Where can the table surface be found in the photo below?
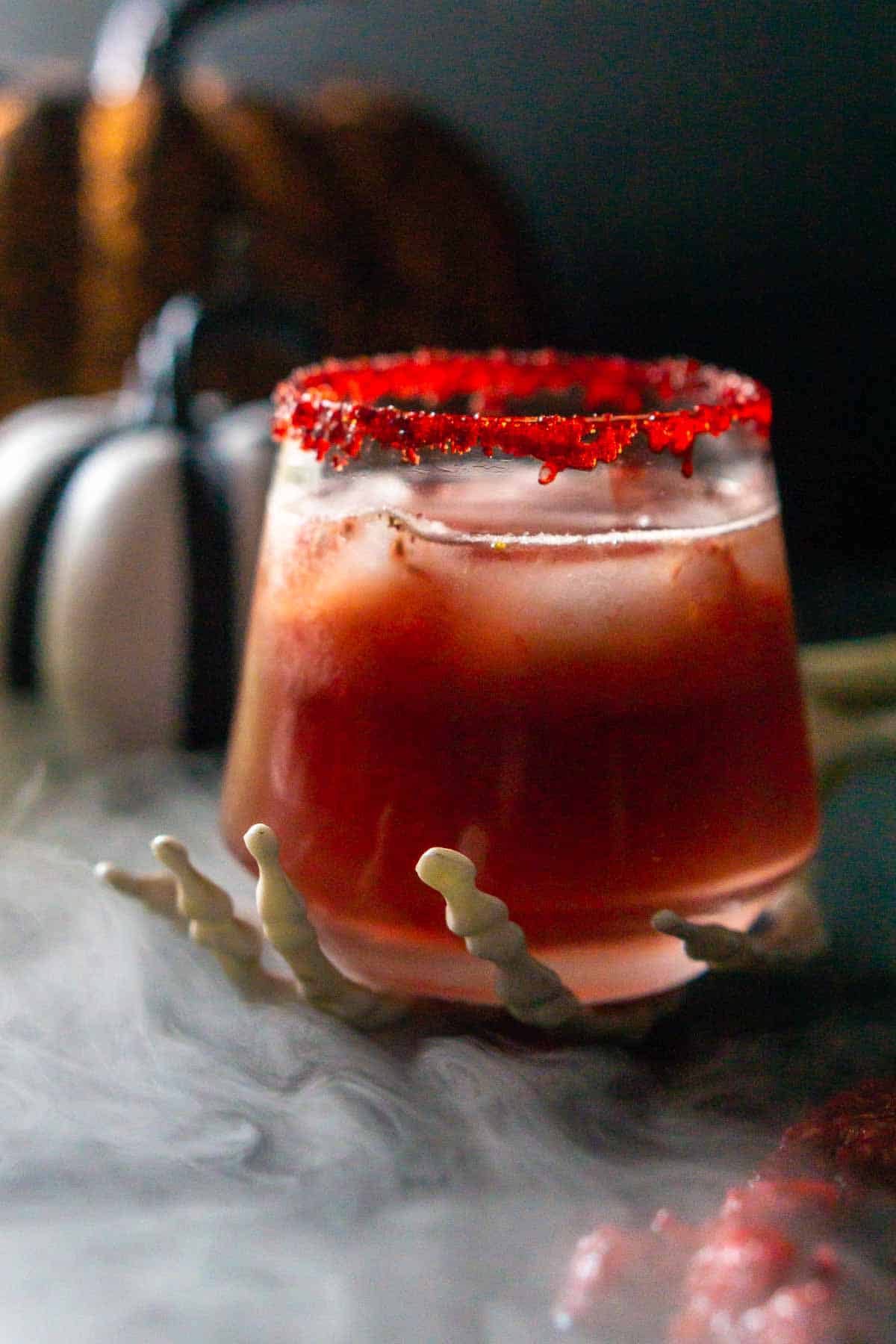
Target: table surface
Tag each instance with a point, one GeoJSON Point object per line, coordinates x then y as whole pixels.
{"type": "Point", "coordinates": [179, 1166]}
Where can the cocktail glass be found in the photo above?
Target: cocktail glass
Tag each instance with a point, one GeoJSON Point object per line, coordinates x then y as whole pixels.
{"type": "Point", "coordinates": [535, 609]}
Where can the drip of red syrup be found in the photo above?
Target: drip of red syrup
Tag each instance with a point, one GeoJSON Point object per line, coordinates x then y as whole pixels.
{"type": "Point", "coordinates": [334, 408]}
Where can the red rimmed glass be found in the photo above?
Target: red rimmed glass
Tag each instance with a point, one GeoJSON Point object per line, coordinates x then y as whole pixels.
{"type": "Point", "coordinates": [536, 609]}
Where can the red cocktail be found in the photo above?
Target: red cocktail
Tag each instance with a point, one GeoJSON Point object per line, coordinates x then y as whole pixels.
{"type": "Point", "coordinates": [588, 685]}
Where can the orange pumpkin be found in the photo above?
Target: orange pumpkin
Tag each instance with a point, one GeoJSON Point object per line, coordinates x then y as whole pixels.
{"type": "Point", "coordinates": [108, 208]}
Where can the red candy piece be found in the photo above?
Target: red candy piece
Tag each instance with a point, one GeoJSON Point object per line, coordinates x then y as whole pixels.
{"type": "Point", "coordinates": [853, 1135]}
{"type": "Point", "coordinates": [763, 1272]}
{"type": "Point", "coordinates": [332, 408]}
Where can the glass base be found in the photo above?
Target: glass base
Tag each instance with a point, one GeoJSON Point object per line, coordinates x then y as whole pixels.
{"type": "Point", "coordinates": [598, 972]}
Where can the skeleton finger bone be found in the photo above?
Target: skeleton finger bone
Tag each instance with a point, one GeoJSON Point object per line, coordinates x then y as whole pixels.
{"type": "Point", "coordinates": [290, 932]}
{"type": "Point", "coordinates": [528, 989]}
{"type": "Point", "coordinates": [214, 924]}
{"type": "Point", "coordinates": [156, 890]}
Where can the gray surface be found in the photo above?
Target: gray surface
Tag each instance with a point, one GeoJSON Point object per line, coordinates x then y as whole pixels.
{"type": "Point", "coordinates": [179, 1167]}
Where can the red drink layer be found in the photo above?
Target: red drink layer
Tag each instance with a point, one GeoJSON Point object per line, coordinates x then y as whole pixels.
{"type": "Point", "coordinates": [608, 721]}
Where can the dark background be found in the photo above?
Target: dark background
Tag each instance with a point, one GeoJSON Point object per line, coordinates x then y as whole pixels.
{"type": "Point", "coordinates": [709, 178]}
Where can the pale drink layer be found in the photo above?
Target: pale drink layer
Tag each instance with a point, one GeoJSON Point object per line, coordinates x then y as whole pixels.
{"type": "Point", "coordinates": [606, 726]}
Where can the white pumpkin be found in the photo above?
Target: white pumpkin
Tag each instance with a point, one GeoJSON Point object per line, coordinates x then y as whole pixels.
{"type": "Point", "coordinates": [128, 547]}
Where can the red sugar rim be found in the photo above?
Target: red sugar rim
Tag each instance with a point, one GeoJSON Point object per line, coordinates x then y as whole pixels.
{"type": "Point", "coordinates": [332, 408]}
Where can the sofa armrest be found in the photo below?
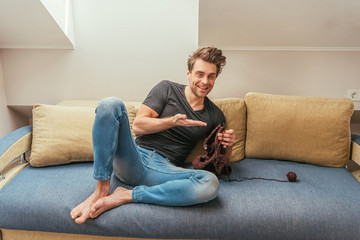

# # # #

Письменное задание =
Приведите заново без изменений отрывок записей выше от строки со словами «Where can the pale» до конца записей, включая обе границы. Изображения в ответ не включайте.

Решение задачи =
Where can the pale drink layer be found in the photo above?
Target: pale drink layer
Tag each instance with a point, one GeoJSON Point object per line, coordinates x then y as whole pixels.
{"type": "Point", "coordinates": [606, 726]}
Where can the white pumpkin be found in the photo above?
Target: white pumpkin
Tag each instance with a point, one GeoJSON Point object per line, coordinates x then y as whole pixels.
{"type": "Point", "coordinates": [128, 547]}
Where can the red sugar rim be found in the photo above?
Target: red sugar rim
Tag each instance with a point, one GeoJSON Point object per line, coordinates x then y as whole pixels.
{"type": "Point", "coordinates": [332, 408]}
Where can the sofa armrest be found in the photo below?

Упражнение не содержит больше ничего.